→ SET PROBLEM 1: In the text about the Rivian configurator, what is the price of the Max Pack battery?
→ SET PROBLEM 2: Return the part of the Rivian configurator text that starts at the words "We saw the first" and stops after "more unusual accessories.".

→ SOURCE DOCUMENT:
--------

We saw the first results of the configurator last week, when Rivian granted access to those who had paid the $1,000 deposit to stake a place in line. In the process it confirmed some of the options that buyers will be able to pick from, including multiple paint finishes, different interior trims, and some of the more unusual accessories.

The R1T, for example, can be equipped with a slide-out mini kitchen for camping. That has a sink – with a water tank and pump that’s powered by the trunk’s own battery – along with an induction stove for cooking. Rivian even has a custom set of prep and cookware from Snow Peak to go with it.

Arguably more useful every day, meanwhile, is the Max Pack battery. Offered only on the R1T pickup, it’s not inexpensive at $10,000, but it boosts the estimated range from the standard 300+ miles to 400+ miles. Final EPA-certified range is unlikely to be confirmed until next year, closer to the R1T’s summer release.

--------

→ MATERIAL:
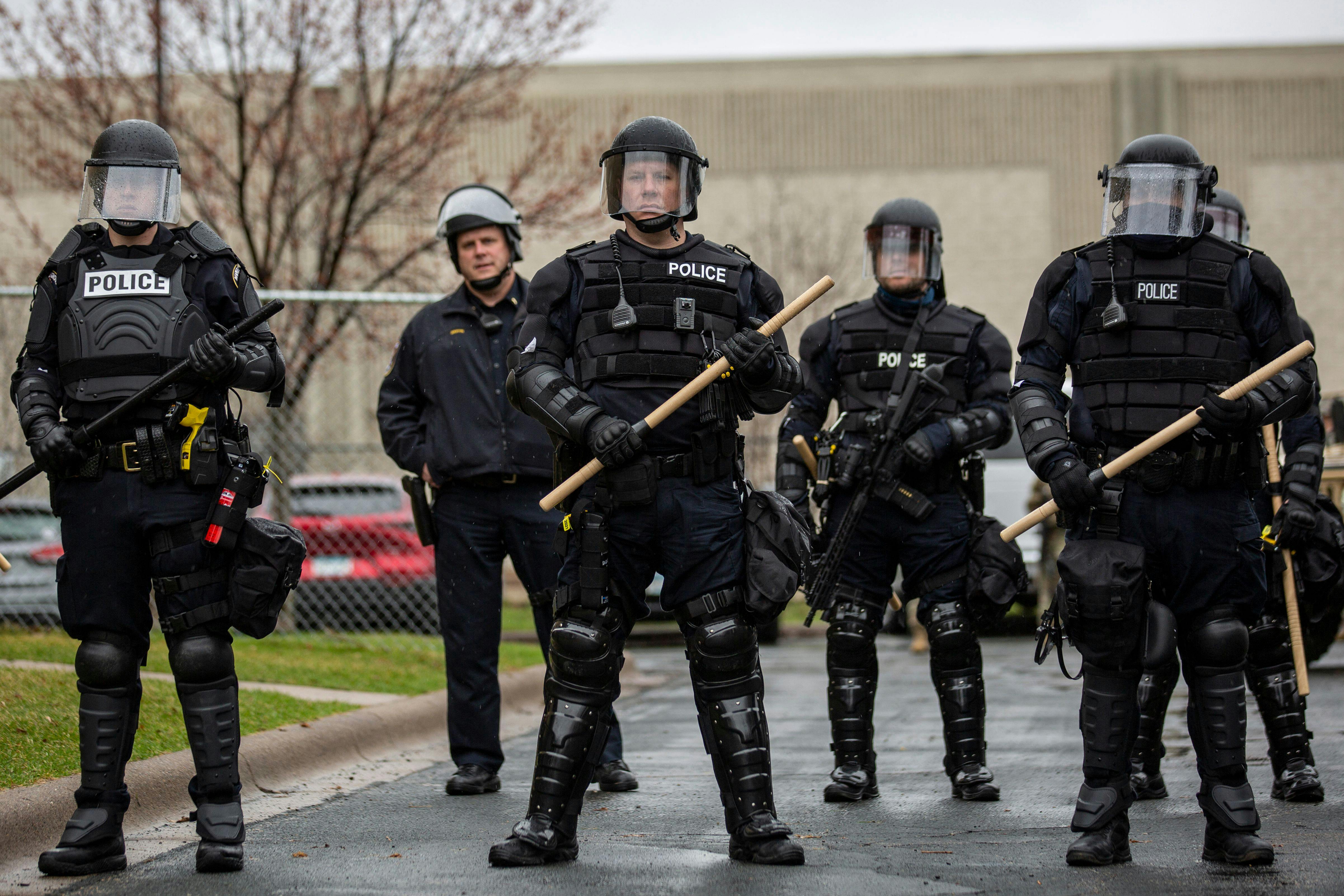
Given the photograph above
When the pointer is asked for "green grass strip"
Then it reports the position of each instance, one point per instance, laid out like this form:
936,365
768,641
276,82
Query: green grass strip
39,722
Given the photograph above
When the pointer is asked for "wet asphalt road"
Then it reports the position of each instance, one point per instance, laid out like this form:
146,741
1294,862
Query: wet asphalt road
409,838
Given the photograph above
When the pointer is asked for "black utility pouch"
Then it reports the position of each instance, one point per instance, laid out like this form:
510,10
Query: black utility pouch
713,453
1104,594
779,546
996,574
631,484
268,563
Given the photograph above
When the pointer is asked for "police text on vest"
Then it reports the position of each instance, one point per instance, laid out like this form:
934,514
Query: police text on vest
128,283
1159,292
703,272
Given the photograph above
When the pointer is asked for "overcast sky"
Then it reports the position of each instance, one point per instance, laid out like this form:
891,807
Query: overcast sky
637,30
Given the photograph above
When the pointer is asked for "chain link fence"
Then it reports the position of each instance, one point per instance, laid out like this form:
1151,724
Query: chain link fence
368,572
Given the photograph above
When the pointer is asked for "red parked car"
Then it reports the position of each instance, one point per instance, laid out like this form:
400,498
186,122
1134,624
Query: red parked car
366,569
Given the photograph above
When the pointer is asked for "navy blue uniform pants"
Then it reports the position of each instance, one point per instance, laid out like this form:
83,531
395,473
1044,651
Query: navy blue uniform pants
691,534
888,538
476,528
103,581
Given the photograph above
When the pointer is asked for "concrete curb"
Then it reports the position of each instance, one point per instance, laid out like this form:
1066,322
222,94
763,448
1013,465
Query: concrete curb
31,819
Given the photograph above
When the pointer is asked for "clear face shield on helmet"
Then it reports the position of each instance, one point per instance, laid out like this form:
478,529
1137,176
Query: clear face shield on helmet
1154,199
647,185
131,193
1229,225
902,252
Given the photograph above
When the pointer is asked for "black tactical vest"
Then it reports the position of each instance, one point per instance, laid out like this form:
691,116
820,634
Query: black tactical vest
1181,338
685,307
124,326
872,340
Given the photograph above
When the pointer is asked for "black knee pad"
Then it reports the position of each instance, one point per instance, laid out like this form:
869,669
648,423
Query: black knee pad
724,655
1216,640
202,657
1269,643
952,640
103,664
587,657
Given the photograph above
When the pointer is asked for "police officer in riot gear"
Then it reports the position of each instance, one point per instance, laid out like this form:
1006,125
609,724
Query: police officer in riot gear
851,358
639,315
114,309
444,417
1155,319
1269,671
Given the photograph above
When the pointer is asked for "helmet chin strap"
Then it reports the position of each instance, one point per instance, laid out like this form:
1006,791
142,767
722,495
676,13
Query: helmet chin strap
491,283
130,227
655,225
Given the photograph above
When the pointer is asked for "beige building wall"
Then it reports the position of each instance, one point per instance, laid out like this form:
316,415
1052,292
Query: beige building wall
1004,147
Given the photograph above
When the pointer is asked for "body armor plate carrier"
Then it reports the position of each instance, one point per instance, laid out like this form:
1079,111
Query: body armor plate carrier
1182,335
685,307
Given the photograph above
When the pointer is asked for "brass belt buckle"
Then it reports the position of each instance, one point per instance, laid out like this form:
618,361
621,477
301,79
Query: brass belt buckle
126,461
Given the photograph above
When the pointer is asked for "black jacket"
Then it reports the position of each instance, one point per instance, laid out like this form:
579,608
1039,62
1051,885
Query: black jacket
443,399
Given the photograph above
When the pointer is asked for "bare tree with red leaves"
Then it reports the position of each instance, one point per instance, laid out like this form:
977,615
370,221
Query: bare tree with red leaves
308,130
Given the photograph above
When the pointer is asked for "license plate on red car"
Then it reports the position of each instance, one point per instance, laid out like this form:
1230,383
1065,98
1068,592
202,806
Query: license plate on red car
333,567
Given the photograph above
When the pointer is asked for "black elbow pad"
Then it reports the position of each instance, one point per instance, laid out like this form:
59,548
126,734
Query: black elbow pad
1041,425
552,398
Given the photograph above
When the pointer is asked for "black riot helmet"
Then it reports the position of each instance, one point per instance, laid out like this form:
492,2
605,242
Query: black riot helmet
479,206
1229,217
652,167
1159,189
904,240
134,178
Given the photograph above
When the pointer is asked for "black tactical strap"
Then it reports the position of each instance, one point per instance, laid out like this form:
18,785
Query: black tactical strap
178,584
176,537
1146,370
637,364
143,364
193,619
713,604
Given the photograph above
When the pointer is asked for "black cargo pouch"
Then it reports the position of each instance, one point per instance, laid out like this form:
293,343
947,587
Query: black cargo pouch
631,484
713,456
777,547
595,557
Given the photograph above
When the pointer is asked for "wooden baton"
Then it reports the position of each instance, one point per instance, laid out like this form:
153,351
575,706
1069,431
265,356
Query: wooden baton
806,453
1163,437
1295,620
689,391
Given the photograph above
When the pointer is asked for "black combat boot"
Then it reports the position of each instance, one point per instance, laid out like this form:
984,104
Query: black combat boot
1155,694
582,682
1108,719
1284,712
213,731
1217,719
729,690
853,686
961,698
93,841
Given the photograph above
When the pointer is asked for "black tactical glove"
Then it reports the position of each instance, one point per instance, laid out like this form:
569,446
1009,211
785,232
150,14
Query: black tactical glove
750,354
1234,416
214,359
53,448
613,441
1296,519
1072,488
928,445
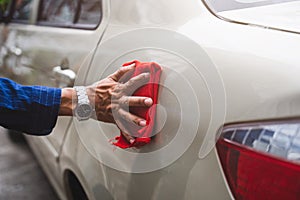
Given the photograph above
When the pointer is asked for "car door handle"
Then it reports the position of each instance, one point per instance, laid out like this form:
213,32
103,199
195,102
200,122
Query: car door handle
15,51
64,77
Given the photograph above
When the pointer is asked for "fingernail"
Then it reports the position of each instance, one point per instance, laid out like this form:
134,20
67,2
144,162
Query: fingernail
142,123
132,141
148,101
147,75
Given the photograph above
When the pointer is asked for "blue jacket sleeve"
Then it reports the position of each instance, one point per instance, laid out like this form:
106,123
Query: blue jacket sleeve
30,109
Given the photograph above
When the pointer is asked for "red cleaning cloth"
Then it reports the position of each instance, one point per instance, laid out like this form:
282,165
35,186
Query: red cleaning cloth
148,90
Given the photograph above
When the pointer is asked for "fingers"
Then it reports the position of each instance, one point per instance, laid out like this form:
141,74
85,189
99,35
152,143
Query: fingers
135,101
127,136
116,76
136,82
132,118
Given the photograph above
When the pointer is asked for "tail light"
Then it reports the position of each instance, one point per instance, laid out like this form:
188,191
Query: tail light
261,161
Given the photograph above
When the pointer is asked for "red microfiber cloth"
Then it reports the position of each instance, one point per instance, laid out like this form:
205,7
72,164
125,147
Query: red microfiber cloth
148,90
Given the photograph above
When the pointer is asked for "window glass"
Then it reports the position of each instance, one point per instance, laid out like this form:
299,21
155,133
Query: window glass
70,13
58,12
22,10
3,8
90,12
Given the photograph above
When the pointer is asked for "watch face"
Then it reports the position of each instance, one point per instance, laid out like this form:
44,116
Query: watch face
84,111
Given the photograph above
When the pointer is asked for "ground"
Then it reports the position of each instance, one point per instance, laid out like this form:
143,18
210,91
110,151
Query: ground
20,175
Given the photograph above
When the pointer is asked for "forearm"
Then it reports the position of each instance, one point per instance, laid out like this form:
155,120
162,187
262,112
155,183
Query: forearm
31,109
67,104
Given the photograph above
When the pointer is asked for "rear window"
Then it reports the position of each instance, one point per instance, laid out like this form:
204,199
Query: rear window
70,14
22,11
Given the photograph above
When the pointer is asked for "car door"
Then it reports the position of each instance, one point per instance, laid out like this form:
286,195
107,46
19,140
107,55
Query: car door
48,41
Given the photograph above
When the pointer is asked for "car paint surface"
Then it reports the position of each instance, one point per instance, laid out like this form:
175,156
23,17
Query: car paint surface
214,72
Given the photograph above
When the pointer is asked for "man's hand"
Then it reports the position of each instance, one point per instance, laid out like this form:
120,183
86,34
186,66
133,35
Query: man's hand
112,98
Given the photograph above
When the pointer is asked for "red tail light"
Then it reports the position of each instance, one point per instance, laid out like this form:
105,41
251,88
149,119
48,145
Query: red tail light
262,162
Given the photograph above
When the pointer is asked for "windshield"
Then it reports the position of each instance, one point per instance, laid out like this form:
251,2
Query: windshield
225,5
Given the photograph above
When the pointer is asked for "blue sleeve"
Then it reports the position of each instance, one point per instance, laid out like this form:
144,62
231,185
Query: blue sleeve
30,109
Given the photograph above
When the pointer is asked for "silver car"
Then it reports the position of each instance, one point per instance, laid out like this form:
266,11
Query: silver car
227,123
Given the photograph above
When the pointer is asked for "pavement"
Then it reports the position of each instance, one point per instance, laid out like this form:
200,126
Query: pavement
21,177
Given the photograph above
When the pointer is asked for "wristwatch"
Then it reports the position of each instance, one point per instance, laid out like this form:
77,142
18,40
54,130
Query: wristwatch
84,109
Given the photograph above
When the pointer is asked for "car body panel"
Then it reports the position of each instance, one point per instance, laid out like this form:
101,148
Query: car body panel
215,72
281,16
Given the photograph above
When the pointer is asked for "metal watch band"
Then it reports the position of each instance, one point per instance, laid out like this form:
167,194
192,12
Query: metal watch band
82,97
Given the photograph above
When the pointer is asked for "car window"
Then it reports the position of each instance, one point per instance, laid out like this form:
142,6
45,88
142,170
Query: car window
70,13
22,10
3,8
89,12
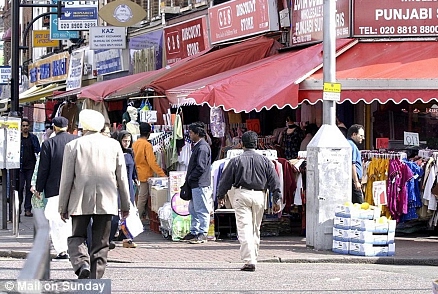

--------

→ PROBLEM SOLUTION 1: $10,000

→ PROBLEM SOLUTION 2:
We saw the first results of the configurator last week, when Rivian granted access to those who had paid the $1,000 deposit to stake a place in line. In the process it confirmed some of the options that buyers will be able to pick from, including multiple paint finishes, different interior trims, and some of the more unusual accessories.